_Short task_
Continue the historical text below on Aberdare's parish officers, magistrates and petty sessions, picking up after its final sentence.

_Text excerpt_
Re Bridewell. At the Parish Meeting it was resolved that “as several young women now with child in this Parish is become so burdensome so as to come an heavy expense it is resolved as soon as they are well after being lying in that the overseer do get an order and take them to the Bridewell and punish them as the law directs”. The mark X of David Morgan Churchwarden.


The local Magistrates acting were:—

John Bruce

Dyffryn, Aberdare

J. J. Guest

Dowlais House, Merthyr

William Thomas

Cwrt, Merthyr

William Williams


Rhys Williams


The clerk was John Malkin Mayber of Merthyr.


The Petty Session for the Hundred of Miskin was held at Llantrisant and the Clerk was William John of Llantrisant.



1st full Wednesday after December 28th



1st full Wednesday after March 31st



1st full Wednesday after June 24th

After 1854


1st full Wednesday after October 11th.

Early in the 19th century, Aberdare’s parish Constables included Dafydd Hopkin, a local shoemaker, and Walter Conker.

_Dataset extract_

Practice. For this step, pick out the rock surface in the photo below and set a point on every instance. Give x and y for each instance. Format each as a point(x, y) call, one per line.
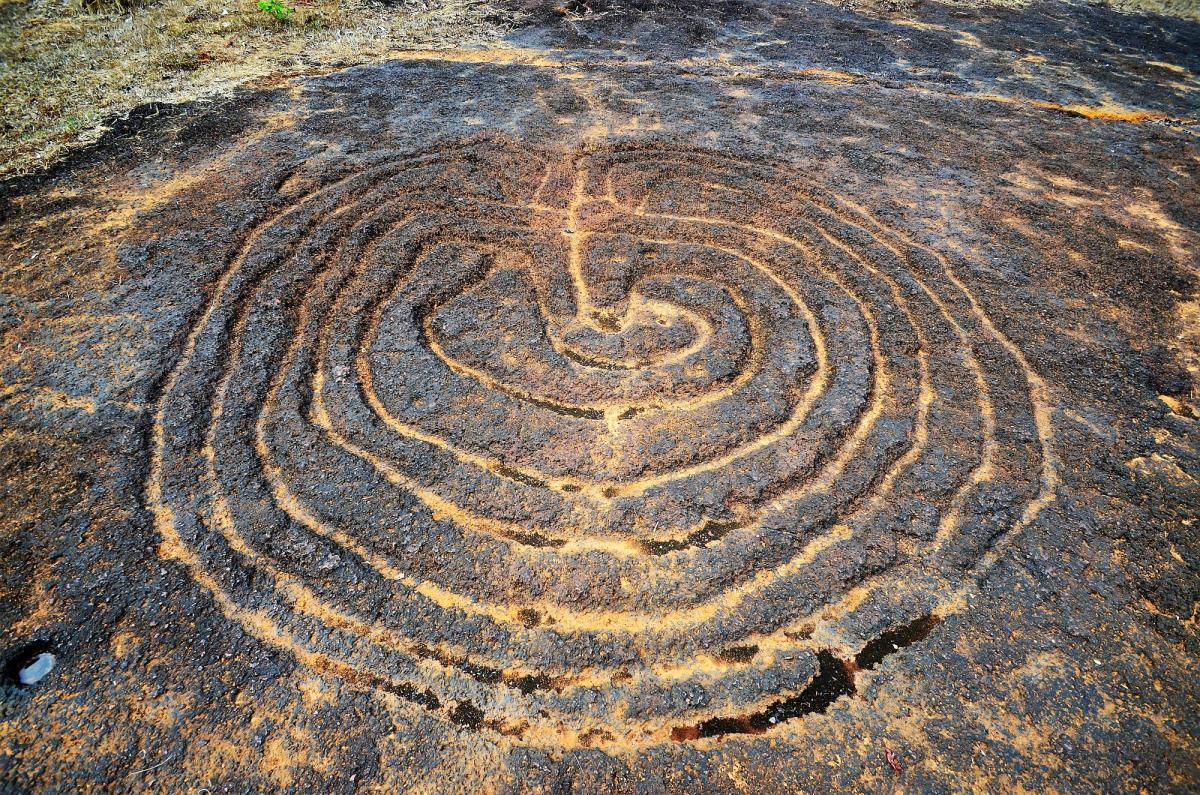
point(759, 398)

_Result of the exercise_
By this year, the Police Force had been established. The Police Station was in Windsor Street. The Sergeant in Charge was William Parsons, the Police Court was held at the Boot Hotel and an occasional Court at the Mountain Ash Inn.

1843 June

Merthyr Tydfil’s Stipendiary Magistrate’s Bill received the Royal Assent. The Queen was empowered to appoint a barrister of not less than 7 years standing to be a Justice of the Peace within the limits of the Act comprising the Parishes of Merthyr Tydfil, Aberdare and the Hamlets of Brithdir in the Parish of Gelligaer, and Rhigos in the Parish of Ystradyfodwg at a salary of £600 per annum. The Justice was required to reside within the Parish of Merthyr Tydfil and to attend within such Parish 3 days at least weekly and 1 day in the Parish of Aberdare or the Hamlet of Brithdir. The Justice was further empowered to appoint a clerk at a salary of £150 per annum.


George Overton the son of the ironmaster was elected Coroner for North Glamorgan. The election was decided by all the freeholders of the district. (He died aged 70 in 1883.)


The County Court established at Aberdare and its first meeting was on June 26th before Judge Falconer. The first County Court Registrar was Isaac D. Rees.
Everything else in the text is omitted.